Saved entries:
Start of Block

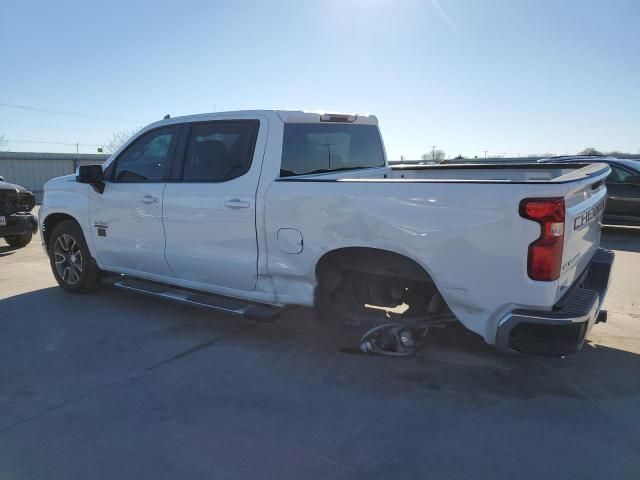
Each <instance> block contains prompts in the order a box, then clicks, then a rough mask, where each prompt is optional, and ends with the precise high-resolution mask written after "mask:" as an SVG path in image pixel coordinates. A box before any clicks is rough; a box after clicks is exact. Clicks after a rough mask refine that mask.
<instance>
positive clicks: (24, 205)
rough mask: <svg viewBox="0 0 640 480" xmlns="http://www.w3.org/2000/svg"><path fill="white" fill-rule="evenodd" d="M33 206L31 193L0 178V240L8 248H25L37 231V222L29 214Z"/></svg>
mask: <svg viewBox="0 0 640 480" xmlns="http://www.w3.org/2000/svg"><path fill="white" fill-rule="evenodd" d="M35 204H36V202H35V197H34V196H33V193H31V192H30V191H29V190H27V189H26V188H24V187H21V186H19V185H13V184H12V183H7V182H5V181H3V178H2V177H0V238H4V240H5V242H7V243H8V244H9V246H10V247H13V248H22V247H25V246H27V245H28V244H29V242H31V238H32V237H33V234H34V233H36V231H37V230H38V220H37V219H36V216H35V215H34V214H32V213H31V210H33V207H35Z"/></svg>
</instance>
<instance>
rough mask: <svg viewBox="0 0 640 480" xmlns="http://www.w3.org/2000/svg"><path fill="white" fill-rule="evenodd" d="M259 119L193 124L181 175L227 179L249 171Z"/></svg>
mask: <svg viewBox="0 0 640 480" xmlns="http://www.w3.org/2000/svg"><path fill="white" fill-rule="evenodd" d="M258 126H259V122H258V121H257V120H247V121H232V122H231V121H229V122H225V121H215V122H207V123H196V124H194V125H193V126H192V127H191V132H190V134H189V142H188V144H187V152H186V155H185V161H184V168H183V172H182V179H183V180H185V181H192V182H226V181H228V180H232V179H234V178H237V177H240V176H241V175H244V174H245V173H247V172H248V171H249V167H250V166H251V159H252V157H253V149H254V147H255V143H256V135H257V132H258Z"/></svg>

End of Block

What you return must match the records above exactly, minus any images.

Each <instance> block contains prompts in the order a box, then clicks, then a rough mask, where each prompt is optional, and ends with the precise high-resolution mask written after "mask:" as an SVG path in image pixel coordinates. A box before any clicks is rough; a box after clicks is exact. Clicks after a rough mask refine that mask.
<instance>
positive clicks: (24, 205)
rough mask: <svg viewBox="0 0 640 480" xmlns="http://www.w3.org/2000/svg"><path fill="white" fill-rule="evenodd" d="M33 206L31 193L0 178V240L8 248H25L37 231V222L29 214Z"/></svg>
mask: <svg viewBox="0 0 640 480" xmlns="http://www.w3.org/2000/svg"><path fill="white" fill-rule="evenodd" d="M35 204H36V202H35V197H34V196H33V193H31V192H30V191H29V190H27V189H26V188H24V187H21V186H19V185H13V184H12V183H7V182H5V181H3V178H2V177H0V238H4V240H5V242H7V243H8V244H9V246H10V247H13V248H22V247H25V246H27V245H28V244H29V242H31V238H32V237H33V234H34V233H36V231H37V230H38V220H37V219H36V216H35V215H34V214H32V213H31V210H33V207H35Z"/></svg>
</instance>
<instance>
rough mask: <svg viewBox="0 0 640 480" xmlns="http://www.w3.org/2000/svg"><path fill="white" fill-rule="evenodd" d="M259 119L193 124L181 175L227 179L249 171Z"/></svg>
mask: <svg viewBox="0 0 640 480" xmlns="http://www.w3.org/2000/svg"><path fill="white" fill-rule="evenodd" d="M258 126H259V122H258V121H257V120H247V121H232V122H231V121H229V122H225V121H215V122H207V123H196V124H194V125H193V126H192V127H191V132H190V134H189V142H188V144H187V152H186V155H185V161H184V168H183V172H182V179H183V180H185V181H192V182H226V181H228V180H232V179H234V178H237V177H240V176H241V175H244V174H245V173H247V172H248V171H249V167H250V166H251V159H252V157H253V149H254V147H255V143H256V135H257V132H258Z"/></svg>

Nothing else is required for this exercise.